§ **YOUR OBJECTIVE**: Your answer must be the full set of records, copied exactly, with no pictures in it.

*** Opening of DATA FOR PROCESSING ***

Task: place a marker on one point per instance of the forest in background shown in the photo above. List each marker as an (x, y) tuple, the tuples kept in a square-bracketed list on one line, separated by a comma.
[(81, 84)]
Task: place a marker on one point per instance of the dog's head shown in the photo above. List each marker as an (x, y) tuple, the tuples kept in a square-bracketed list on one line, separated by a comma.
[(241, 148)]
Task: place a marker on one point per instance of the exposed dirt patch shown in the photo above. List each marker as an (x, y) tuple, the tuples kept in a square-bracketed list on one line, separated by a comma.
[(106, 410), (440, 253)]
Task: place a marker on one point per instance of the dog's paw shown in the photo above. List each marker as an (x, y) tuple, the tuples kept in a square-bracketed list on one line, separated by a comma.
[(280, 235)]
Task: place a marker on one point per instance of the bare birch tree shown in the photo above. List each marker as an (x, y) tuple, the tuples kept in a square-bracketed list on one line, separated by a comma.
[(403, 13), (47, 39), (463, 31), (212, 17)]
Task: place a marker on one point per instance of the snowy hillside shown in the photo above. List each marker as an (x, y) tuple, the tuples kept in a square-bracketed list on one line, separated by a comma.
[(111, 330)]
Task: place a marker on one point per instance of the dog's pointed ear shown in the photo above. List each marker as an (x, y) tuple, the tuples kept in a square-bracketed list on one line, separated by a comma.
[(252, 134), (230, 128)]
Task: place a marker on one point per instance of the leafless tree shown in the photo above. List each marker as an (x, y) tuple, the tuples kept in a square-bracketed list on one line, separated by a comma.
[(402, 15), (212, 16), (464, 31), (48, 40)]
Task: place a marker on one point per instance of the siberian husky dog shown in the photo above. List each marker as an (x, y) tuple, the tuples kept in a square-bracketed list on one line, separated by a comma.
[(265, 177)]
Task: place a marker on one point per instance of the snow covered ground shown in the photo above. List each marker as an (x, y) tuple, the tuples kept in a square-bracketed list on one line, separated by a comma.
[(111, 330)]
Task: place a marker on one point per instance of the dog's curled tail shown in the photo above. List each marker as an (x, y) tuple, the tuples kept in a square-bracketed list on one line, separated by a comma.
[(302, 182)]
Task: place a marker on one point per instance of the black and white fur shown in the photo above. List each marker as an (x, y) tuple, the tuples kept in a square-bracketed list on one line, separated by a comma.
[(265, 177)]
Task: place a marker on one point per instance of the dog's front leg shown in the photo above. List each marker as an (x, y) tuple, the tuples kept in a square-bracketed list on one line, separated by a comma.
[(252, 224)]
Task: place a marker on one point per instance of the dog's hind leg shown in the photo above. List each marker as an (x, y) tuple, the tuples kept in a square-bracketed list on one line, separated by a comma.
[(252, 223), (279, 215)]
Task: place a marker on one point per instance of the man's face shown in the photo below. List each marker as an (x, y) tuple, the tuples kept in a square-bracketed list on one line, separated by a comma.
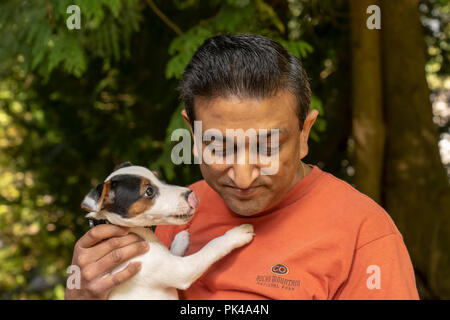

*** Close of DATA FOR PROCESSING ***

§ **RESPONSE TO THE EXERCISE**:
Task: place a marker on one point per instance of the forest in background shown in the photo above. List each marker as an (x, y) tuple, the tuples kept in a square-bracketed list on one line, separated by a comma.
[(81, 84)]
Task: place a marker on one point per instance of the dog's head shown in the photo above. List each marker as an (x, y) tuple, the tuples kept in a square-bracketed list on one line, separated by a comma.
[(241, 148)]
Task: place a marker on one point per instance of the exposed dirt patch shown in the photo above. List each marker as an (x, y) tuple, the tuples kept in a square-bracketed list on one line, separated by a comma.
[(106, 410), (440, 253)]
Task: place a marker on one point per instance of the dog's paw shown in the photo above. List each marker as an (x, y) tuple, the tuples kept in a square-bracketed list on one line, separated by a comma.
[(280, 235)]
Task: place a marker on one point per instance of the bare birch tree shown in the photo above. List each marker as an (x, y) tuple, the tuples kept in a square-bracketed list on one line, separated by a comma.
[(403, 13), (47, 39), (463, 31), (212, 17)]
Task: place a marker on one point per instance of the snowy hillside shown in the photo above. List each marker as an (x, y) tuple, the tuples kept in a square-bracketed list on one line, separated by a comma.
[(111, 330)]
Task: place a marker on one point per instance of the dog's pointed ear shown in the photo above. List each marker as an (x, y) tuple, the tuples kept in a square-bracketed list on one line, separated by a comma.
[(252, 134), (230, 128)]
Task: place a marker on one point per instance of the leafless tree shown in the photo above. List each marker as an (x, y) tuple, the tuples kept in a square-bracketed list on one line, separated by a comma.
[(402, 15), (212, 16), (464, 31), (48, 40)]
Task: place a marker on one point per instance of the siberian husky dog shown in the photo above. List each marker as an (x, y) tuple, the tuples kept in a square-bracketed list on one line, separated by a comma.
[(265, 177)]
Task: place a marker on one point per instance of the snow covered ground shown in the photo above. List each marker as an (x, y) tuple, the tuples kept in a square-bracketed list on one line, separated by a comma.
[(111, 330)]
Task: place a marker on one point per instance of the dog's curled tail shown in the photo above. List each marker as an (x, y) tuple, the tuples kept in a square-bracketed list on one line, separated by a comma.
[(302, 182)]
Task: place a marker on one point per instance of the black and white fur shown in the photo above. List each marker as an (x, y) tuple, the tuples kept in a square-bracketed list on one line, separated by a comma.
[(265, 177)]
Task: place a marker on one point per instance of the dog's front leg shown in the photo above. List each marker as an (x, y) tuple, the tuples kept in a square-bracketed list on one line, separated by a comma.
[(252, 224)]
Task: place a marker on one point per instance of the dog's hind leg shown in the photo above. List each marker as an (x, y) tuple, the tuples kept in a square-bracketed list on one line, separated by a comma.
[(252, 223), (279, 215)]
Task: place a marker on one point per instance of the man's face shown in the photo below. List each marker as an (x, y) tuple, the tuples kept in a square-bracketed list on one line, separated by a comma.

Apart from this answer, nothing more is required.